In the material below, turn everything from the line containing "the <item>lion's paw</item>" down to the line containing "176 190 L 180", both included, into a numbered list with any blank lines left out.

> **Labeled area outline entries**
----------------------------------------

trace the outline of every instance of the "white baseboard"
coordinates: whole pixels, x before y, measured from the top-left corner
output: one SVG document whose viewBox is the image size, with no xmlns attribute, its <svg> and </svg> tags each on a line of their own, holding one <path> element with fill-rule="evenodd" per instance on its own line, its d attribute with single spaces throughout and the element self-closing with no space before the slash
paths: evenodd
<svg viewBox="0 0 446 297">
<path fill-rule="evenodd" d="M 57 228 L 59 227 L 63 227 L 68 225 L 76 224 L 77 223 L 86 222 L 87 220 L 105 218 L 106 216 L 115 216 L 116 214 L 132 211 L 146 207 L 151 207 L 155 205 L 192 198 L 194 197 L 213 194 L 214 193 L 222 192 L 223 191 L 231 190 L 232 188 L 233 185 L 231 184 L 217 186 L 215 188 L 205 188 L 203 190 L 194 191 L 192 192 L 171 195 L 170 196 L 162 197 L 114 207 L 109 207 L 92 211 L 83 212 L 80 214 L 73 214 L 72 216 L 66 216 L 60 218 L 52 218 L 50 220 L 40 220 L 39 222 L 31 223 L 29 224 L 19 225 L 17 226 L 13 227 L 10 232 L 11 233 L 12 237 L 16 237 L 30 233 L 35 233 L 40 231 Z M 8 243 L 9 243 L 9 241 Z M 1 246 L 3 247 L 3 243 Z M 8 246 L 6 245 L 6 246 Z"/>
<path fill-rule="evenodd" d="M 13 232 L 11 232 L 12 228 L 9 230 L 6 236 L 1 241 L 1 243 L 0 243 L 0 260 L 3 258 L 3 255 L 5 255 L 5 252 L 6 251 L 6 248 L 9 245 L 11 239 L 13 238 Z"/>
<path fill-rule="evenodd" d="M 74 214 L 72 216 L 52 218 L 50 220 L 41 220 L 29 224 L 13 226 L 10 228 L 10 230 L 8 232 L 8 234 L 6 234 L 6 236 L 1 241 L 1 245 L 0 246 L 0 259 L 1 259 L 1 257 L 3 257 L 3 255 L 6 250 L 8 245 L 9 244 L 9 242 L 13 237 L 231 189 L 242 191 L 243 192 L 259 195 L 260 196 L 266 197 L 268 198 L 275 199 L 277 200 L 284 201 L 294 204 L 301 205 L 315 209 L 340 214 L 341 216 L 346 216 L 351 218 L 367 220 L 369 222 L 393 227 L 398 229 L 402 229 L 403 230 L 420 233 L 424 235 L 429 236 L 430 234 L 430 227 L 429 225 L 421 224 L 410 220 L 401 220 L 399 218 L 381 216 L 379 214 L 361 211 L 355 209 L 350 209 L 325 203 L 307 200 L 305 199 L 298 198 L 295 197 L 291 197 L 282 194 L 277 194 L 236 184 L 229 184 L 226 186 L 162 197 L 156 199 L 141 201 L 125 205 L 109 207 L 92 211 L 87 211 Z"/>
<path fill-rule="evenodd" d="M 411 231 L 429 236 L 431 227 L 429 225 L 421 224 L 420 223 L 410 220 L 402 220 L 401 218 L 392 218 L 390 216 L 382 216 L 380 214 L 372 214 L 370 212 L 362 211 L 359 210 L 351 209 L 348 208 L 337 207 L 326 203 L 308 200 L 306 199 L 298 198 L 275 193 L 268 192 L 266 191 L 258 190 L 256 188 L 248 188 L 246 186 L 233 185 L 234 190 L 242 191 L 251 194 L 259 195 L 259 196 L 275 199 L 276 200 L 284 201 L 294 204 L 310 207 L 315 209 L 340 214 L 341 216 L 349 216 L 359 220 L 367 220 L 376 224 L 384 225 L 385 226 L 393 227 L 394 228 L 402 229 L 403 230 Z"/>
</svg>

----------------------------------------

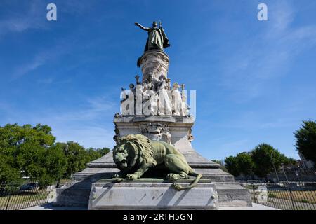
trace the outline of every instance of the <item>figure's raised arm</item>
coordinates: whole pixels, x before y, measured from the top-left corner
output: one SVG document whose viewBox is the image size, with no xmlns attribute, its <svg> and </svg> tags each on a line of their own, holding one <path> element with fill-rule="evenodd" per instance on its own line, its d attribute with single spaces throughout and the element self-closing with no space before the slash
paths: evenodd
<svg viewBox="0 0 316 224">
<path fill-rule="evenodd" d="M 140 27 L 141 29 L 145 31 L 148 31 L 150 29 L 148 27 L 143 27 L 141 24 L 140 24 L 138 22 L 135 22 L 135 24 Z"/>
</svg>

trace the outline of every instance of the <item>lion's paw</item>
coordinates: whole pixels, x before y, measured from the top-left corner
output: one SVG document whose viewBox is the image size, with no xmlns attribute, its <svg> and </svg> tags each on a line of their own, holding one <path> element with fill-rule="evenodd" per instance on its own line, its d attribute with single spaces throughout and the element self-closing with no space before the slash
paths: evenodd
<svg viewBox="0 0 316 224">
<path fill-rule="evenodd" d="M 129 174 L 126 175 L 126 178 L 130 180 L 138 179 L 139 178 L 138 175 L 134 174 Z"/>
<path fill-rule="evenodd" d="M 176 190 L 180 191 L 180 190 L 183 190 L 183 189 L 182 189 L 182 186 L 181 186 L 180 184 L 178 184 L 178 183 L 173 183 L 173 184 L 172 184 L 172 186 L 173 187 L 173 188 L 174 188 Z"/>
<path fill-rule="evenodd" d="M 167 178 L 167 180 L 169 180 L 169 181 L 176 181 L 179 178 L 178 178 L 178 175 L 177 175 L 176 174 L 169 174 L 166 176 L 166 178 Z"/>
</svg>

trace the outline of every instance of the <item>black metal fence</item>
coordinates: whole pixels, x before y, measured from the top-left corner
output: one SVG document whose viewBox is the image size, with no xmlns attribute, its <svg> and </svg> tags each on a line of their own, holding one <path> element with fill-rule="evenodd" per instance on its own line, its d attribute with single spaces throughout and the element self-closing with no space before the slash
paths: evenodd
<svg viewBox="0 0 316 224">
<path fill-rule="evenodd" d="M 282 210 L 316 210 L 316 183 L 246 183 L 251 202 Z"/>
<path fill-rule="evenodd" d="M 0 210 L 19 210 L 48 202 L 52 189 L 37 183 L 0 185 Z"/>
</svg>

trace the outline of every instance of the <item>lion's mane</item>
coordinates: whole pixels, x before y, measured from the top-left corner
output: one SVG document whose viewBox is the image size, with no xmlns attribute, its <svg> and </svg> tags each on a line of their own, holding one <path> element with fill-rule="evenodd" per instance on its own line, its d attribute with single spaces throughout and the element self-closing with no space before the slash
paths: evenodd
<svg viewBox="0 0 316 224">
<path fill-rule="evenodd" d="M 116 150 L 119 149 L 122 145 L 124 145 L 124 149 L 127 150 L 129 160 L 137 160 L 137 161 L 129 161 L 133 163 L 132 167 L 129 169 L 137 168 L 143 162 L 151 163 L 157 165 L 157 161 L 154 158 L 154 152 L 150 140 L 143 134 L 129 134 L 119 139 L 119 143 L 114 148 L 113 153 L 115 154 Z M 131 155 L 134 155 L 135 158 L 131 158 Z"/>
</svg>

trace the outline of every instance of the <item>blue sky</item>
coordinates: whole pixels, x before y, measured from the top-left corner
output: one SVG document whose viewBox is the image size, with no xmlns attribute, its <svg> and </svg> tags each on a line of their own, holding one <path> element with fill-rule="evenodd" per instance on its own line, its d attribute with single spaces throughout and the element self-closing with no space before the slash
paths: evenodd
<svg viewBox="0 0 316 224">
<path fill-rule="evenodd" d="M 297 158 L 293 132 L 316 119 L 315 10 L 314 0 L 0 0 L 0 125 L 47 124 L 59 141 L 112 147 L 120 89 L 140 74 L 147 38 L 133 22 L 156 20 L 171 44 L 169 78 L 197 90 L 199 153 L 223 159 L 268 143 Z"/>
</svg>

----------------------------------------

> **FULL SOLUTION**
1. trace the outline of every instance of the <item>lion's paw</item>
2. coordinates: whole pixels, x before y, measured from the top-left corner
3. output: one SVG document whose viewBox is the image size, with no xmlns attribute, its <svg> and </svg> tags each on a line of their own, holding one <path> element with fill-rule="evenodd" per instance on its own line, its d attribute with single spaces throughout and the element self-closing with no space before the slash
4. paths: evenodd
5. <svg viewBox="0 0 316 224">
6. <path fill-rule="evenodd" d="M 129 174 L 126 175 L 126 178 L 130 180 L 138 179 L 139 178 L 138 175 L 134 174 Z"/>
7. <path fill-rule="evenodd" d="M 176 190 L 180 191 L 180 190 L 183 190 L 183 189 L 182 189 L 182 186 L 181 186 L 180 184 L 178 184 L 178 183 L 173 183 L 173 184 L 172 184 L 172 186 L 173 187 L 173 188 L 174 188 Z"/>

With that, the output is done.